▶ _Supplied records_:
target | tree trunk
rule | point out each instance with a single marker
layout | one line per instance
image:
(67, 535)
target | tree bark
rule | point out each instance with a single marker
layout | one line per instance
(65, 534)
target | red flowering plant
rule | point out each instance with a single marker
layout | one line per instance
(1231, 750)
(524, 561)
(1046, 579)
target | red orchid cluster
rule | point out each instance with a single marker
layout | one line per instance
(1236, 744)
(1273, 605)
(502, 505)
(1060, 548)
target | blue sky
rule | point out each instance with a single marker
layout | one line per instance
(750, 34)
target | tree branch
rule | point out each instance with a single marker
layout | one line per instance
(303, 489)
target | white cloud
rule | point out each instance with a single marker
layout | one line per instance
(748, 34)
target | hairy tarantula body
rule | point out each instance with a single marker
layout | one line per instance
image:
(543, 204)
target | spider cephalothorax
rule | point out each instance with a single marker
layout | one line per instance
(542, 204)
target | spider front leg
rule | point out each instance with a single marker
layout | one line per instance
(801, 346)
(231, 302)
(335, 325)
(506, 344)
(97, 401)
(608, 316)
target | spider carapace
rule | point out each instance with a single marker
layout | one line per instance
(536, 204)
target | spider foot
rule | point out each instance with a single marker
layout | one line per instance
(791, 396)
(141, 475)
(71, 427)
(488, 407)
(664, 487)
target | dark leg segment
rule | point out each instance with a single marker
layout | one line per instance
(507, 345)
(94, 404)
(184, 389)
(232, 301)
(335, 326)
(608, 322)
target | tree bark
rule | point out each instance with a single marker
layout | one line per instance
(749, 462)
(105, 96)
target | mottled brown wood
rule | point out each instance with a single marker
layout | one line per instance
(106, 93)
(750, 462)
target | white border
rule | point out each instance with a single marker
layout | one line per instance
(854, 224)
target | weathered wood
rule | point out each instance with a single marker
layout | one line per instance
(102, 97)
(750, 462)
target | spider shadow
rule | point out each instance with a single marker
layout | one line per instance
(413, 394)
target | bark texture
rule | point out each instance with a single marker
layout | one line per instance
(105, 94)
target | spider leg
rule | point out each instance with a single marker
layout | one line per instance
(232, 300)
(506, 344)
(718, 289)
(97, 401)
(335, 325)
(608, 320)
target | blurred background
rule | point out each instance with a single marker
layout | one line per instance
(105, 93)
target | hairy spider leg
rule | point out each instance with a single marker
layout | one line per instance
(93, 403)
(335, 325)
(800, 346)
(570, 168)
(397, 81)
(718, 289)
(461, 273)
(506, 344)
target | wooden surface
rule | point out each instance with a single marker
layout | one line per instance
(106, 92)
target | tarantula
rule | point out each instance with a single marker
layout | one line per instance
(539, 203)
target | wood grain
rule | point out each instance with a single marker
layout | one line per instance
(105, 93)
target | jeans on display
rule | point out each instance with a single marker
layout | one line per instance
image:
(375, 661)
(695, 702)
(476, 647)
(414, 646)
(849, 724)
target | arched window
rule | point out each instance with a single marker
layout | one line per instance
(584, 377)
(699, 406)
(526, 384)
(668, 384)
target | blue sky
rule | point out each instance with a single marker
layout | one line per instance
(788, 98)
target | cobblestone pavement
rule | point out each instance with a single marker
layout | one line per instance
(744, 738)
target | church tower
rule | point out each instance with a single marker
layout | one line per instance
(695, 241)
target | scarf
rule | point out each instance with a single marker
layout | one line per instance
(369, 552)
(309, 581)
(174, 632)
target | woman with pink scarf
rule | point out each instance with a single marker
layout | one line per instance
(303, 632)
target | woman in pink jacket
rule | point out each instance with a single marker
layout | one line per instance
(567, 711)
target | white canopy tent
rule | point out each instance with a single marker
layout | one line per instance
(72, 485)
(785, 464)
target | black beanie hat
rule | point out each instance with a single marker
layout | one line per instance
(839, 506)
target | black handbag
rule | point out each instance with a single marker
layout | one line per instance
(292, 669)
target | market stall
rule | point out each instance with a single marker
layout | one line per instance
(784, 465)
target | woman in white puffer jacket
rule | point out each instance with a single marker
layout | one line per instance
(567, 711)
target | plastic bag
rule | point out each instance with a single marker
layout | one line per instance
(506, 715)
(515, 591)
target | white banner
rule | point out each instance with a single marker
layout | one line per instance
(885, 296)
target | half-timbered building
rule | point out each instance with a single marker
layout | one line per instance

▶ _Description of the task_:
Arrange all the records above as a JSON list of strings, with one string for each line and no blank lines.

▶ _Final result_:
[
  "target | tree trunk",
  "rule | point out each instance with a single marker",
  "layout | one line per instance",
  "image:",
  "(67, 535)",
  "target | tree bark",
  "rule | point out each instance with a single marker",
  "layout | one line per instance",
  "(65, 534)",
  "target | red flowering plant",
  "rule | point out each instance with a single marker",
  "layout | one line per instance",
  "(1231, 750)",
  "(524, 561)",
  "(1046, 579)",
  "target | red orchid cluster",
  "rule | point out each instance with a single marker",
  "layout | one line per instance",
  "(1236, 744)",
  "(1273, 605)",
  "(502, 505)",
  "(1060, 548)",
  "target | blue sky",
  "rule | point out each instance with a single marker",
  "layout | one line per instance",
  "(750, 34)",
  "target | tree branch",
  "rule | point out each instance with a single marker",
  "layout | one line per instance",
  "(303, 489)",
  "target | white cloud",
  "rule | point out each instance with a single marker",
  "layout | one line per instance",
  "(748, 34)",
  "target | hairy tarantula body",
  "rule | point out each instance with a single marker",
  "layout | one line per instance",
  "image:",
  "(543, 204)",
  "target | spider cephalothorax",
  "rule | point out each instance with a single marker",
  "layout | one line per instance",
  "(542, 204)",
  "target | spider front leg",
  "rule | point out each instance with a single marker",
  "layout | one line per instance",
  "(801, 346)",
  "(231, 302)",
  "(335, 325)",
  "(506, 344)",
  "(97, 401)",
  "(608, 316)",
  "target | spider carapace",
  "rule | point out each instance with a single marker",
  "layout | one line per instance",
  "(536, 204)",
  "target | spider foot",
  "rule | point out each instance with a single marker",
  "layout | one line per instance",
  "(791, 396)",
  "(141, 475)",
  "(71, 427)",
  "(488, 407)",
  "(664, 487)",
  "target | dark leg segment",
  "rule | point out each instance with a single marker",
  "layout | one line per instance",
  "(507, 345)",
  "(94, 404)",
  "(184, 389)",
  "(232, 301)",
  "(335, 326)",
  "(608, 322)",
  "target | tree bark",
  "rule | point out each instance with a single marker",
  "layout | one line per instance",
  "(749, 462)",
  "(105, 96)",
  "target | mottled brown wood",
  "rule | point out each instance with a single marker",
  "layout | one line per instance",
  "(106, 93)",
  "(750, 462)",
  "target | white border",
  "rule | point out each instance with a single marker",
  "layout | one line per instance",
  "(854, 224)",
  "target | weathered wood",
  "rule | point out each instance with a single marker",
  "layout | one line per instance",
  "(102, 97)",
  "(750, 462)",
  "target | spider shadow",
  "rule | point out each instance with a single marker",
  "layout | one line per instance",
  "(413, 394)",
  "target | bark texture",
  "rule | point out each instance with a single marker",
  "layout | one line per instance",
  "(105, 94)",
  "target | spider leg",
  "rule | point out each instance with a single marker",
  "layout | one line per instance",
  "(232, 300)",
  "(506, 344)",
  "(718, 289)",
  "(97, 401)",
  "(335, 325)",
  "(608, 320)",
  "target | blurred background",
  "rule | point out each instance with a single marker",
  "layout | one line per instance",
  "(105, 93)",
  "target | hairy spider leg",
  "rule | point out each instance with a single marker",
  "layout | one line per instance",
  "(93, 403)",
  "(335, 325)",
  "(800, 346)",
  "(570, 168)",
  "(397, 81)",
  "(718, 289)",
  "(461, 273)",
  "(506, 344)",
  "target | wooden surface",
  "rule | point out each instance with a single marker",
  "layout | one line per instance",
  "(106, 92)",
  "target | tarantula",
  "rule | point out each instance with a single marker",
  "layout | one line per instance",
  "(539, 203)",
  "target | wood grain",
  "rule | point out each instance with a single marker",
  "layout | one line per instance",
  "(105, 93)",
  "target | jeans on display",
  "rule | point out each instance with a single marker",
  "layout | one line per instance",
  "image:",
  "(375, 661)",
  "(695, 702)",
  "(476, 647)",
  "(414, 646)",
  "(849, 724)",
  "target | arched window",
  "rule | point out each instance with a single marker",
  "layout | one line per instance",
  "(584, 377)",
  "(699, 406)",
  "(526, 384)",
  "(668, 384)",
  "target | blue sky",
  "rule | point out each instance with a single marker",
  "layout | one line per instance",
  "(788, 98)",
  "target | cobblestone pavement",
  "rule | point out each instance with a single marker",
  "layout | one line per instance",
  "(744, 738)",
  "target | church tower",
  "rule | point out each instance with a single marker",
  "layout | one line per instance",
  "(695, 241)",
  "target | scarf",
  "rule | point out each instance with a single marker",
  "layout | one line per instance",
  "(369, 552)",
  "(309, 581)",
  "(174, 632)",
  "target | woman with pink scarf",
  "rule | point out each instance with a single marker",
  "layout | one line per instance",
  "(303, 632)",
  "target | woman in pink jacket",
  "rule | point out each instance with a single marker",
  "layout | one line per instance",
  "(567, 711)",
  "target | white canopy tent",
  "rule | point out each instance with a single marker",
  "layout | one line per instance",
  "(72, 485)",
  "(785, 464)",
  "target | black beanie hat",
  "rule | point out each instance with a single marker",
  "layout | one line per instance",
  "(839, 506)",
  "target | black handbag",
  "rule | point out each instance with a single marker",
  "layout | one line per instance",
  "(292, 669)",
  "target | market stall",
  "rule | point out each instance with a single marker",
  "layout | one line per instance",
  "(784, 465)",
  "target | woman in white puffer jacket",
  "rule | point out each instance with a single marker",
  "layout | one line per instance",
  "(567, 711)",
  "target | plastic bag",
  "rule | point out each instance with a single marker",
  "layout | one line per instance",
  "(506, 715)",
  "(515, 591)",
  "target | white banner",
  "rule | point out each instance with a single marker",
  "layout | one line per instance",
  "(885, 296)",
  "target | half-timbered building",
  "rule | point out each instance with a single marker",
  "layout | one line per instance"
]